Source text:

____

Consul wrote:If subjects aren't animal organisms, what (kind of thing) are they?
There are no subjects, there is only one transcendental subject and its various ways of being related to the world, and these ways of being in the world is what we call consciousness, as I have tried to argue as my ontological position.
Consul wrote:There are metaphysical views which I reject for some reason or other without regarding them as nonsense (such as Aristotelian realism about universals). Substance dualism isn't one of them. The concept of an immaterial soul seems intuitively comprehensible and acceptable only as long as you don't subject it to critical logico-rational analysis.
My view is not substance dualism, because consciousness is not substance, Descartes was wrong on this. Consciousness consists of intentional relations, meanings, qualia and so on, but it is not any kind of spiritual substance. However, as I said, it is on a different ontological level than the material organism.
-- Updated May 4th, 2017, 9:59 am to add the following --
To be precise: I have used the terms 'individual' or 'empirical' subject to mean the way the subject is related to the world in each case. Therefore the sentence “There are no subjects” was perhaps a bit too provocative. How the identity of an individual gets constituted is another question and from my point of view not very easy one, I guess from the materialistic perspective it may be easier.
A sidekick into language: Proper names denote individual or empirical subjects, but the word 'I' denotes both empirical subjects and the transcendental subject. When we talk to each other, we say “I think”, not “Tamminen thinks” or “Consul” thinks. If I want to ensure the other that I mean “Tamminen”, if for instance the other is blind, I can use the words “I, Tamminen”. The 'I' in itself denotes, perhaps first of all, the transcendental subject, because it does not tell which particular 'I' is in question. Perhaps an indirect evidence and perhaps not so convincing, but a point worth mentioning. Language is clever, wiser than many philosophers.
A professor of astrophysics once started thinking deep, and said he has wondered why the universe has had the big trouble of beginning to exist. And it is a good question, especially for philosophers. For most cosmologists and other scientists the universe needs no reason or cause for its being, and after beginning to exist for no reason, it just evolves accident by accident, according to the “laws” of probabilistic wave functions. And even consciousness is a side product of maintaining some genetic structures that compete with each other.
It is for the solution of these kinds of impossibilities that I have introduced the concepts of transcendental subject and causa formalis.

____

Provided records:

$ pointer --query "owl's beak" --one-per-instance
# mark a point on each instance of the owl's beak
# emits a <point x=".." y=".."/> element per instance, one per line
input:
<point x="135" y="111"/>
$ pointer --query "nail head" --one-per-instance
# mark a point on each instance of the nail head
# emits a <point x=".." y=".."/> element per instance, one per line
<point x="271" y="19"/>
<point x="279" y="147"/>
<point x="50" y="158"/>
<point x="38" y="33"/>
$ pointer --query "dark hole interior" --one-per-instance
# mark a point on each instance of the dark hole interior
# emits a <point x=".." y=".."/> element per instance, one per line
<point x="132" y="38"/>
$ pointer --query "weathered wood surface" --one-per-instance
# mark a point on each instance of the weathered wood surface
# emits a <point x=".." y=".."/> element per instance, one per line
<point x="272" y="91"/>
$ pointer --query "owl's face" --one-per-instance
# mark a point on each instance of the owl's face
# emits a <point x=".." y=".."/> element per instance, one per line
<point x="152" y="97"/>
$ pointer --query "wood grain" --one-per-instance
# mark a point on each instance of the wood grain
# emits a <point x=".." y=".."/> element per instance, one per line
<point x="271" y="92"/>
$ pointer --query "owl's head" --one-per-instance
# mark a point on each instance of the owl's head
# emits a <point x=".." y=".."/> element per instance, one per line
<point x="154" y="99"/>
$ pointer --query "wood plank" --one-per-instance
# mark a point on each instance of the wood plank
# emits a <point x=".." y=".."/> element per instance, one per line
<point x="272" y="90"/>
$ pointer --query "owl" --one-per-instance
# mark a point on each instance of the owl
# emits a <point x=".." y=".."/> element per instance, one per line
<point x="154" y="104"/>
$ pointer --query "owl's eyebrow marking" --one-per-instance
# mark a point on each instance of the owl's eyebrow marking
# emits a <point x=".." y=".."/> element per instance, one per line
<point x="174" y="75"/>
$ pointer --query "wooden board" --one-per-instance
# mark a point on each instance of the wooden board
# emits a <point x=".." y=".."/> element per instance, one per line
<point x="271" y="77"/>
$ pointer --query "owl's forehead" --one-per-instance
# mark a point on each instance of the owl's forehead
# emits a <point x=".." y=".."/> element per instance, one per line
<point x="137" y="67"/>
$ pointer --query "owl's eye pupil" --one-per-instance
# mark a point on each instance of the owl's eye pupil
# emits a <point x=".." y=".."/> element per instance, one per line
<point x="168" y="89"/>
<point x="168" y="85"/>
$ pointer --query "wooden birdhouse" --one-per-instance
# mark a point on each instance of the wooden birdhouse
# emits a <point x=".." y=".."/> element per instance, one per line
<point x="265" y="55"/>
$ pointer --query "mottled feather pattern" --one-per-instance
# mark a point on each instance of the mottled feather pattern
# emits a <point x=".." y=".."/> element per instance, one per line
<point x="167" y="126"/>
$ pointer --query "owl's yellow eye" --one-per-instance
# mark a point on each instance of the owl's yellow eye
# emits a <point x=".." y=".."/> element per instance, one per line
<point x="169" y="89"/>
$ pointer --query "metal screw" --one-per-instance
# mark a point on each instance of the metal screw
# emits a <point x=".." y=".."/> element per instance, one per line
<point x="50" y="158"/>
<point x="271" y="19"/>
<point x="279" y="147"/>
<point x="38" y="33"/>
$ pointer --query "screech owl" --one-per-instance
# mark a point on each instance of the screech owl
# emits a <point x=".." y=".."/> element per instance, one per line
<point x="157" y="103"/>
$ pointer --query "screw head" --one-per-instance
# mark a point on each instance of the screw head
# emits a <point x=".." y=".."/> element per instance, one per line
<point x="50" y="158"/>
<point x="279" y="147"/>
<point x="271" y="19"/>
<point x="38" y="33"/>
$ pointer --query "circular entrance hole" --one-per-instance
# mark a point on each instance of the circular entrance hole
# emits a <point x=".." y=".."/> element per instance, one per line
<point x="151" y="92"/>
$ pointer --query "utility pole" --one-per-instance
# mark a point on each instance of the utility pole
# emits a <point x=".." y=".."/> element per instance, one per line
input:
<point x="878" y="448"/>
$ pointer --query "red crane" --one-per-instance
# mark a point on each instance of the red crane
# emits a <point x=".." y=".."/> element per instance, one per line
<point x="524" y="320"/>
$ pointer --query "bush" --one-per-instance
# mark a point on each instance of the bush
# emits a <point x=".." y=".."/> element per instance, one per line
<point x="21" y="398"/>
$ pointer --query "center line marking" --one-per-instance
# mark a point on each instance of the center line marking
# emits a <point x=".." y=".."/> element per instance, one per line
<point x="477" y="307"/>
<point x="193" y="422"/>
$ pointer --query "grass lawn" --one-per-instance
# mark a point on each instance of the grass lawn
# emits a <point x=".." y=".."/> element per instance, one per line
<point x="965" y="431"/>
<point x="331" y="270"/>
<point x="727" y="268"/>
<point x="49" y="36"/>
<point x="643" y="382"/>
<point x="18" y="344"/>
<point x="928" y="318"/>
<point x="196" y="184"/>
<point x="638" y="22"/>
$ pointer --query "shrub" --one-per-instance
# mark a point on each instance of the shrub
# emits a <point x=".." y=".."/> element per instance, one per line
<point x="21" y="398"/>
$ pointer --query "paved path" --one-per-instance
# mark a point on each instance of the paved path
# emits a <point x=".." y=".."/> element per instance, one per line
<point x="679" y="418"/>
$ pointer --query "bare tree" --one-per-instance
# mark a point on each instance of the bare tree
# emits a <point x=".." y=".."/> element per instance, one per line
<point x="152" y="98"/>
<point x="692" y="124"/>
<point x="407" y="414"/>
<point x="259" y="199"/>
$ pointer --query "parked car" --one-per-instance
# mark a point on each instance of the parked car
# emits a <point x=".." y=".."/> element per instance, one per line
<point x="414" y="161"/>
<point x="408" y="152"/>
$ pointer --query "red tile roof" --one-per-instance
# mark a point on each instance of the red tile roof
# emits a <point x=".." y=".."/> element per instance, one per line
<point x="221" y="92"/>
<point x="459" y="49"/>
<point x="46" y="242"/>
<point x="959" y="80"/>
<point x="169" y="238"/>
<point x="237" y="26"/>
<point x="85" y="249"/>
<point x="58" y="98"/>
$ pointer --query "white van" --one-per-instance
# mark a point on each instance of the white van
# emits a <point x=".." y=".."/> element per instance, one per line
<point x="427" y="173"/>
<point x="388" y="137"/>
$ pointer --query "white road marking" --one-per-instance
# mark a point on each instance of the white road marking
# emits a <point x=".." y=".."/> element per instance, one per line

____

Problems and tasks:
**a.** In the post on the transcendental subject, what does the word 'I' denote?
**b.** Please quote the post on the transcendental subject from "Consul wrote:If subjects" up to and including "my ontological position.".

List of solutions:
**a.** Both empirical subjects and the transcendental subject.

**b.**
Consul wrote:If subjects aren't animal organisms, what (kind of thing) are they?
There are no subjects, there is only one transcendental subject and its various ways of being related to the world, and these ways of being in the world is what we call consciousness, as I have tried to argue as my ontological position.